● **Problem details**: Return all entries verbatim; skip any pictures.

══════════

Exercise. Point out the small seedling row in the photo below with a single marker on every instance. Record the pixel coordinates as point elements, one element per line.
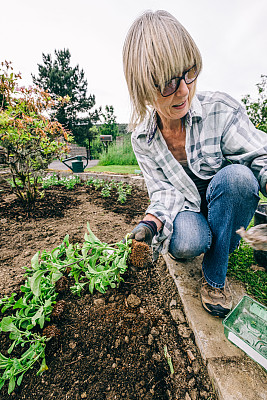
<point>95,264</point>
<point>105,187</point>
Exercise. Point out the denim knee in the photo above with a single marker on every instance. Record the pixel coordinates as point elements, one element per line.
<point>236,180</point>
<point>191,236</point>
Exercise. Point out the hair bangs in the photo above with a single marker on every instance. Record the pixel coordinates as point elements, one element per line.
<point>157,48</point>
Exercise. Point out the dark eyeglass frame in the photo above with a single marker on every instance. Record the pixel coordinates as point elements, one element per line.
<point>179,78</point>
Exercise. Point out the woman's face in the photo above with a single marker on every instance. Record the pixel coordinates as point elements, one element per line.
<point>176,105</point>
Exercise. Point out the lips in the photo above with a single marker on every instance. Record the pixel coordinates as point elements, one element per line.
<point>179,106</point>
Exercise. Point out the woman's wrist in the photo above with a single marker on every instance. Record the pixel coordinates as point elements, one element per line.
<point>151,217</point>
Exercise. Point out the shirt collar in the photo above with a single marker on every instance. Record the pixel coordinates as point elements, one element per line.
<point>151,125</point>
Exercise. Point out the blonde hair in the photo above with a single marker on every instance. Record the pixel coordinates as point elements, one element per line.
<point>156,49</point>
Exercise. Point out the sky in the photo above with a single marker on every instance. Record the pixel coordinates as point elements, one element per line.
<point>231,36</point>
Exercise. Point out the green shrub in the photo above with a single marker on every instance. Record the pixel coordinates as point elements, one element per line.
<point>119,154</point>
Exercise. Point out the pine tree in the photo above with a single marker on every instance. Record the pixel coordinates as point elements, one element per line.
<point>61,80</point>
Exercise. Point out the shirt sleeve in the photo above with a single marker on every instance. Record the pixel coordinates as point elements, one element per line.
<point>244,144</point>
<point>165,200</point>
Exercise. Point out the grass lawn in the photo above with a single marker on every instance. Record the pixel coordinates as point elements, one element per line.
<point>115,169</point>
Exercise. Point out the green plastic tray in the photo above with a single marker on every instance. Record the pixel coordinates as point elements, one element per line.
<point>246,327</point>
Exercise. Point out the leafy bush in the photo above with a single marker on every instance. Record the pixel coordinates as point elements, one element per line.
<point>119,154</point>
<point>257,110</point>
<point>31,140</point>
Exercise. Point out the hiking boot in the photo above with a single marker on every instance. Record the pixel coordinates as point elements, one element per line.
<point>217,301</point>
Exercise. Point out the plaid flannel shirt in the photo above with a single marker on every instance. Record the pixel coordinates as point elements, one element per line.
<point>218,130</point>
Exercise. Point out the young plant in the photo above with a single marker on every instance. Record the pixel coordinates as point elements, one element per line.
<point>96,264</point>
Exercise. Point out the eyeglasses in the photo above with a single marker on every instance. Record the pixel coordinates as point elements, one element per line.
<point>172,86</point>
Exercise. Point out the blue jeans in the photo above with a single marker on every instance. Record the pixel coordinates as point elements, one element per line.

══════════

● **Solved problem**:
Exercise. Point out the small seedling row in the photo below with a single marker on every instance. Record the pixel coordinates as point elements, one element per line.
<point>95,264</point>
<point>105,187</point>
Exercise. Point out the denim knee in the photo above with a single marker on every instance. Record the pixel coordinates as point elements, one element per line.
<point>236,180</point>
<point>191,236</point>
Exercise. Point out the hair bangs in the photo above with a single marker on every instance. Record the pixel coordinates as point elements, one element per line.
<point>157,48</point>
Exercise. Point out the dark eyeglass frame in the photo above with a single marker on every instance. Record the pixel coordinates as point elements, one element per line.
<point>179,78</point>
Exercise. Point out the woman's face in the photo above with a single marker on every instance. Record the pixel coordinates as point elements, one element per line.
<point>176,105</point>
Exercise. Point out the lips in the photo above with a single marker on every instance. Record the pixel coordinates as point elements, one element per line.
<point>179,106</point>
Exercise. Point out the woman's wrist in the photo above with a single marker on every instance. Record the pixel coordinates as point elements, one element per line.
<point>151,217</point>
Exercise. Point out the shirt collar in the photo above with a single marker on every instance. Record the pixel coordinates as point elements, one element per line.
<point>151,125</point>
Exercise. Point out the blonde hair in the photo above with a single marker on every instance. Record the pixel coordinates as point elements, one element per line.
<point>156,49</point>
Exercise. Point out the sky in the photo above with a single marker on every instance. Record the pixel coordinates as point elements, one element per line.
<point>231,36</point>
Exercise. Point out the green shrub in the photo above with a single marker on every instance. Record the pixel coordinates as point elements, one element per line.
<point>119,154</point>
Exercise. Point out the pine tree in the photo above with a single marker on every instance. Record the pixel coordinates as point elements, one element per line.
<point>61,80</point>
Exercise. Point out the shirt sleeve in the photo above with a single marker on every instance. Record the pixel coordinates as point elements, one element per line.
<point>244,144</point>
<point>165,200</point>
Exercise. Point out the grass lawn in the photo above with a single marker on every instance. Record the pixel coordinates as point elements, one element per line.
<point>115,169</point>
Exercise. Point out the green plastic tray in the photo above with a single marker on every instance. Record the pixel coordinates as point elements, one element per line.
<point>246,327</point>
Exercise. Point out the leafy bush in the photo above with a single marker on every instance. Record the pixel coordinates as point elements, one element per line.
<point>119,154</point>
<point>257,110</point>
<point>31,140</point>
Exercise. Point out the hiking boot in the photo above with a single marker on every instance. Record the pixel coordinates as point elements, one element per line.
<point>217,301</point>
Exercise. Point out the plaid flannel shirt in the photo above with a single marker on every instance. Record the pixel coordinates as point elements, one element per line.
<point>218,130</point>
Exercise. Point out the young plant in the photo above with a single marker on every instance. Record the pixel coordinates as point elements, one element per line.
<point>96,264</point>
Exercise. Point out the eyeglasses in the photo above with a single marker on every instance. Record the pixel coordinates as point elements, one element per line.
<point>172,86</point>
Exercise. Point out the blue jeans in the photo above with a single marker on every instance. Record the pixel coordinates as point elements, one element per line.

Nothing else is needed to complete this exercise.